Challenge: Update the items starting at the line that contains "Objective — one point per instance of the round" and ending at the line that contains "[[231, 218]]" by replacing "mug rim" with "cup rim", leaving everything else unchanged. Return only those lines.
[START OF Input records]
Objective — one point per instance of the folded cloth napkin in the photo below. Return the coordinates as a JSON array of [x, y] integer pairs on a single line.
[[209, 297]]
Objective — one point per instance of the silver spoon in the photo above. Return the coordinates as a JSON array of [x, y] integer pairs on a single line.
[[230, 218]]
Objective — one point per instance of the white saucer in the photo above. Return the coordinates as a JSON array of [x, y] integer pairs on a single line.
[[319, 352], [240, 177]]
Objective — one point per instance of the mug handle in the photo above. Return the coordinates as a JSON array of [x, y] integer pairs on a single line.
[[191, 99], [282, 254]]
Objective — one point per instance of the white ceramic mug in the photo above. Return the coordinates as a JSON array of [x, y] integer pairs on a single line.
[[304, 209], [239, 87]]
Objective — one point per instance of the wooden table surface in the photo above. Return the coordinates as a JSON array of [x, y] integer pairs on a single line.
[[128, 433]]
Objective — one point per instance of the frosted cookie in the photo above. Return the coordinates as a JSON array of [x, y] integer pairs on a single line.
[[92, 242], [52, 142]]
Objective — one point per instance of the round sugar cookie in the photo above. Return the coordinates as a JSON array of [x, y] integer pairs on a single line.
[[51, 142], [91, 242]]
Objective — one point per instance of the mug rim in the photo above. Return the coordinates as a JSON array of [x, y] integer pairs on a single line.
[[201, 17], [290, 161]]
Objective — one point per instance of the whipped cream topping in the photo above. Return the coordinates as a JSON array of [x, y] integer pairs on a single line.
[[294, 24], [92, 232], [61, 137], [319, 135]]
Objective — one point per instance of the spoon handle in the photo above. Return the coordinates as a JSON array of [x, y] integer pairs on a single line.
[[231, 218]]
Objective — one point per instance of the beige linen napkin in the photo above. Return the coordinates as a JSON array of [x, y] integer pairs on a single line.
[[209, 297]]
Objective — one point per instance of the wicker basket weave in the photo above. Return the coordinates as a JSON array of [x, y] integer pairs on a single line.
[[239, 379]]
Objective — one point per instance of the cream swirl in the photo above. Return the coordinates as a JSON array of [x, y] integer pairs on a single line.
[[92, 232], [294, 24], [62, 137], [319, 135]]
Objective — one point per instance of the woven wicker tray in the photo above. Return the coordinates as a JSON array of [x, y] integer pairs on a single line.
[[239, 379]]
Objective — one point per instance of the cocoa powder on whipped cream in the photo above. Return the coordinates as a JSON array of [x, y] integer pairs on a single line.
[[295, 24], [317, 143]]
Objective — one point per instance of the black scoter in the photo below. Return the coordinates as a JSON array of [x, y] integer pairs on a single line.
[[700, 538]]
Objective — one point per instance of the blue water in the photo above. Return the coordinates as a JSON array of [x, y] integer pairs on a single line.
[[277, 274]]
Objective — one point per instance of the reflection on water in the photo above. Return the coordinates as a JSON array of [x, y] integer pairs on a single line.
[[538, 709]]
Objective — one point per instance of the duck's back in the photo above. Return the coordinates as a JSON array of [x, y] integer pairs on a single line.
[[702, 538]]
[END OF Input records]
Response:
Objective — one point per instance of the round sugar cookie in the photo above. Return the coordinates as a JSON array of [x, y] integer pairs on a single line.
[[51, 142], [91, 242]]
Objective — one point per instance of the cup rim in the photo above. Return the coordinates as a JSON array of [x, y] integer pairs on a single line.
[[201, 17], [290, 161]]
Objective — one point per instance of the whipped cream topping in the photo above. Return the coordinates as a JSON array of [x, y] integer pairs on a single line.
[[294, 24], [92, 232], [61, 137], [319, 135]]
Objective — one point per instance of the spoon handle in the photo above. Return the coordinates as a JSON array of [x, y] integer pairs on a single line.
[[231, 218]]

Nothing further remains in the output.